_Exercise requirements_:
Please reproduce the forum comments word for word from "Remember 2008? Just" up to and including "of the damage.".

_Extract_:
■ ■ ■ ■ ■
Its been a long standing loophole, that you could be 1x-4x of some product you actually need and then pad out the 5 minimum with whatever is cheapest. (often under $10.00).

Once the VLA is established and current, you can then add oneoffs to it as needed.

The VLA minimums are usually not the biggest obstacle to getting in. The obstacle for small businesses has typically been the price -- they aren't big enough to get concessions and free stuff etc... and the Software Assurance costs more than just buying it retail, and then buying the upgrades at retail. But it was a lot easier to manage licensing. But the licensing management advantages really only start to hit when your up to at least a medium business or larger.

If the windows enterprise licensing got rolled into an office 365 type offering though, that might be simple enough and attractive enough for small businesses.

Comment Re:what a loser (Score 2) 469

Except Windows-running computers HAVE to be rebooted occasionally, or they'll get slower and slower. I think it's because Microsoft creates a VSS restore point prior to installing the disruptive update, then treats the system like a virtual hard drive mounted from that restore point until you finally reboot. It's been that way ever since Windows XP.

The last (and probably ONLY) version of Windows that you could truly get away with going for weeks without rebooting was Windows 2000 (prior to one of the later service packs... somewhere between SP3 and SP5, I think, which made Win2k require frequent reboots just like XP did). I still fondly remember installing Windows 2000, installing a bunch of other stuff, rebooting, then proceeding to go for almost a month without rebooting after installing Norton Antivirus and updating the AGP GART miniport drivers. Now, Windows wants you to reboot if you so much as raise your voice at it (though I think the never-ending reboots reached their worst point under Vista, before mellowing out slightly with Windows 7)

Comment Re: Same As Before (Score 4, Insightful) 469

Linux WAS actually well on its way to becoming a meaningful alternative, until Ubuntu (who was responsible for most of that popularity) succumbed to Tablet Fever and, like Microsoft, proceeded to slaughter its golden egg-laying goose.

Remember 2008? Just slightly over 8 years ago? Back when "Ubuntu" had almost become SYNONYMOUS with "Linux" as far as books, magazines, and mainstream users were concerned? Now look at them... the only reason they're even still RELEVANT is because of all the popular distros that take Ubuntu's Unity trainwreck and undo most of the damage.

Comment Re:Dont care (Score 1) 469

The UI, hands down.

Classic Shell with Aero Glass Windows 7 theme is awesome, but be warned: getting glass8 (http://glass8.eu) to work is a BITCH. I got the translucent drag bars to work pretty easily, but window outlines are still just one pixel, and the translucency effect itself looks more like Metro's cheesy alpha-blending than Aero Glass' Gaussian-blurred splendor). And installing the debugging symbols it depends upon was a NIGHTMARE. Full props to its author for making it work at all, but Microsoft deserves endless hate for subjecting us to this kind of misery in the first place by taking away Aero Glass just so Windows wouldn't suck as badly on underpowered ARM hardware.
■ ■ ■ ■ ■
_The data_:
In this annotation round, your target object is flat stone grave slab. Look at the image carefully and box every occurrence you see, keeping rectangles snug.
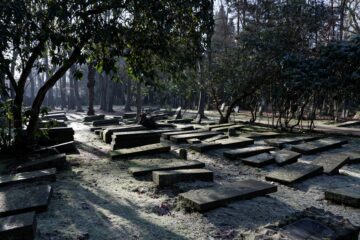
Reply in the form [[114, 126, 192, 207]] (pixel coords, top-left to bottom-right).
[[262, 207, 359, 240], [203, 134, 228, 143], [179, 180, 277, 212], [84, 114, 105, 122], [0, 168, 56, 187], [264, 136, 319, 148], [241, 153, 275, 167], [15, 153, 66, 173], [0, 185, 52, 217], [273, 149, 301, 166], [325, 185, 360, 208], [103, 125, 146, 143], [186, 138, 201, 144], [170, 132, 219, 143], [92, 119, 120, 127], [224, 146, 275, 159], [166, 118, 193, 123], [291, 138, 347, 155], [311, 153, 349, 174], [265, 162, 323, 184], [110, 143, 170, 160], [128, 159, 205, 177], [161, 129, 205, 139], [152, 168, 214, 187], [0, 212, 36, 240]]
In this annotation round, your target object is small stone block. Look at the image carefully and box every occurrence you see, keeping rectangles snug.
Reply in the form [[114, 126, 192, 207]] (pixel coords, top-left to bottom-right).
[[152, 169, 214, 187]]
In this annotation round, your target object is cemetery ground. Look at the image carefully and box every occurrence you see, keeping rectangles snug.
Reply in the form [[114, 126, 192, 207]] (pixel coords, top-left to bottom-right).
[[0, 107, 360, 240]]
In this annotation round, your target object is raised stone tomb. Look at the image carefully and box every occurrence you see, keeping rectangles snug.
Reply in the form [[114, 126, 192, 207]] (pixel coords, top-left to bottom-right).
[[110, 143, 170, 160], [325, 185, 360, 208], [0, 168, 56, 187], [0, 212, 36, 240], [0, 185, 52, 217], [291, 138, 347, 155], [311, 153, 349, 174], [224, 146, 275, 159], [265, 162, 323, 184], [241, 153, 275, 167], [273, 149, 301, 166], [152, 168, 214, 187], [179, 180, 277, 212]]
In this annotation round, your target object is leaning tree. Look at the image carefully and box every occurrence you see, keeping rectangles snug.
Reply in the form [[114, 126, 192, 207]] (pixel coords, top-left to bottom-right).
[[0, 0, 213, 150]]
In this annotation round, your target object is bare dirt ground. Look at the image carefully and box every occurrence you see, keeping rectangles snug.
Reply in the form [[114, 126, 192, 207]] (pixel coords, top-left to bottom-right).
[[36, 111, 360, 240]]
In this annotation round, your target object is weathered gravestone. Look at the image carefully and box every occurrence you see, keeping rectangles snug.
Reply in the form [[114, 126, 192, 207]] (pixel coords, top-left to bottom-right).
[[128, 160, 205, 177], [0, 212, 36, 240], [152, 168, 214, 187], [0, 168, 56, 187], [84, 114, 105, 122], [291, 138, 347, 155], [311, 153, 349, 174], [223, 146, 275, 159], [15, 153, 66, 173], [241, 153, 275, 167], [170, 132, 219, 143], [325, 185, 360, 208], [265, 162, 323, 184], [179, 180, 277, 212], [110, 143, 170, 160], [0, 185, 52, 217], [273, 149, 301, 166]]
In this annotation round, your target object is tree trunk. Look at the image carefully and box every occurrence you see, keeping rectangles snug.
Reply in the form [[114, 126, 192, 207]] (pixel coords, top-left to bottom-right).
[[87, 64, 96, 115]]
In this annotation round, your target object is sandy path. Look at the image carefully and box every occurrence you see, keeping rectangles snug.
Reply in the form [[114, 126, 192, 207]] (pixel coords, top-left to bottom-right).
[[36, 116, 360, 240]]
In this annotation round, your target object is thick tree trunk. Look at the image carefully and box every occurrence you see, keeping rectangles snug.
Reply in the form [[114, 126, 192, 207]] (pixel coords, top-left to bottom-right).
[[87, 64, 96, 115]]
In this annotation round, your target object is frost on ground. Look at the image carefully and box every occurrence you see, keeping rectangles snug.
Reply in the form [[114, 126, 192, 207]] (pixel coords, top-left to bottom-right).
[[37, 114, 360, 240]]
■ ■ ■ ■ ■
_Response_:
Remember 2008? Just slightly over 8 years ago? Back when "Ubuntu" had almost become SYNONYMOUS with "Linux" as far as books, magazines, and mainstream users were concerned? Now look at them... the only reason they're even still RELEVANT is because of all the popular distros that take Ubuntu's Unity trainwreck and undo most of the damage.